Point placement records
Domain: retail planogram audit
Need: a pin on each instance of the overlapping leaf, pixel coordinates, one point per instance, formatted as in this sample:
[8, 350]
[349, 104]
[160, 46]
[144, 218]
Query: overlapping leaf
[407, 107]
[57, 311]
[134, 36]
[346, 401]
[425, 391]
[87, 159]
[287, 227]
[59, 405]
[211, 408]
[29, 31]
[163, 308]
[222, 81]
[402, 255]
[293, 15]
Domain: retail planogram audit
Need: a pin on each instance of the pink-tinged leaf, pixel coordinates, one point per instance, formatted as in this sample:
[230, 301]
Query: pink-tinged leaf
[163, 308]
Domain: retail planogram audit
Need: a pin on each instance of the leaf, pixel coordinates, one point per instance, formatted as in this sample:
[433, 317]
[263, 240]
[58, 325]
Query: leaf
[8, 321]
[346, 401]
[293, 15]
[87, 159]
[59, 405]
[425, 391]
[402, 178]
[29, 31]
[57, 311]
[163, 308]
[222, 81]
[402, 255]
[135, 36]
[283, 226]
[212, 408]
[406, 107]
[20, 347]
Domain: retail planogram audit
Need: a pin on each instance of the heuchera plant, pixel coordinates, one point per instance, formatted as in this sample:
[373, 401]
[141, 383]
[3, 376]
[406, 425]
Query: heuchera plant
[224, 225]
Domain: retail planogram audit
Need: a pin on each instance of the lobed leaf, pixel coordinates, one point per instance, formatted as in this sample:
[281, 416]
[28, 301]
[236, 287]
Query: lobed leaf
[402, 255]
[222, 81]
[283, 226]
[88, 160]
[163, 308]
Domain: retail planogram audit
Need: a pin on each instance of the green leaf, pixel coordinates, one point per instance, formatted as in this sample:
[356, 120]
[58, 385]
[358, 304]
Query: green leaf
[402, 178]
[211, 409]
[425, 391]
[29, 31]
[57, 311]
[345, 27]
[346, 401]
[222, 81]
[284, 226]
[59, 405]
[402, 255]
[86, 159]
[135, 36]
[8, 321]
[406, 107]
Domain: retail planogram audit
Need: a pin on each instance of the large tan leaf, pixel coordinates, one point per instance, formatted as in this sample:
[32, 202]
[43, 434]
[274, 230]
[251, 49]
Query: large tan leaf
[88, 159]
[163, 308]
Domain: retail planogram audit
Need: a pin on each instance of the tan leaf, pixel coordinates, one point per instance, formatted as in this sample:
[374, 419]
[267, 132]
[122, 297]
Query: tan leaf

◆ Exercise description:
Output all of the data again. Match it exactly.

◆ The response:
Domain: retail planogram audit
Need: a pin on each instance of the overlapping leaf, pixel coordinates, one point per instance, formatted as in this sample:
[8, 350]
[349, 104]
[160, 46]
[144, 218]
Query: overlapping leaf
[407, 107]
[57, 311]
[134, 36]
[346, 401]
[425, 391]
[87, 159]
[287, 227]
[59, 405]
[211, 408]
[29, 31]
[163, 308]
[222, 81]
[402, 255]
[293, 15]
Domain: retail planogram audit
Need: a pin on each instance of the pink-tinged leaf, pixel coordinates, one point per instance, formatted as in this sample:
[230, 301]
Query: pink-tinged leaf
[163, 308]
Domain: retail planogram audit
Need: a pin on each instance of the leaf, pixel coordinates, one point per instance, formatted as in this sample:
[433, 317]
[263, 240]
[58, 325]
Query: leaf
[8, 321]
[346, 401]
[293, 15]
[87, 159]
[59, 405]
[425, 391]
[402, 178]
[29, 31]
[57, 311]
[163, 308]
[222, 81]
[402, 255]
[135, 36]
[283, 226]
[212, 408]
[406, 107]
[20, 347]
Domain: retail planogram audit
Need: a pin on each instance of the heuchera plant, pixel coordinates, one point per instance, formatted as in this sample:
[373, 401]
[141, 383]
[3, 376]
[406, 425]
Query: heuchera plant
[224, 225]
Domain: retail planogram audit
Need: a pin on each instance of the lobed leaf, pixel coordinates, one point per instance, formatted as in this sample:
[281, 416]
[28, 301]
[236, 287]
Query: lobed leaf
[402, 255]
[222, 81]
[283, 226]
[88, 160]
[163, 308]
Domain: retail planogram audit
Need: a pin on each instance of the green leaf, pixel coordinates, one point per instance, formatted as in this sample:
[356, 120]
[58, 385]
[358, 304]
Query: green leaf
[402, 178]
[211, 409]
[425, 391]
[29, 31]
[57, 311]
[345, 27]
[346, 401]
[222, 81]
[284, 226]
[59, 405]
[402, 255]
[86, 159]
[135, 36]
[8, 321]
[406, 107]
Domain: retail planogram audit
Need: a pin on each instance of the large tan leaf, pixel coordinates, one point per instance, formatted as in this sample:
[32, 202]
[43, 434]
[274, 230]
[251, 49]
Query: large tan leaf
[88, 159]
[163, 308]
Domain: retail planogram audit
Need: a pin on each instance of the tan leaf, pixel coordinates, one point per instance, formatted as in this sample:
[374, 419]
[267, 132]
[122, 297]
Query: tan leaf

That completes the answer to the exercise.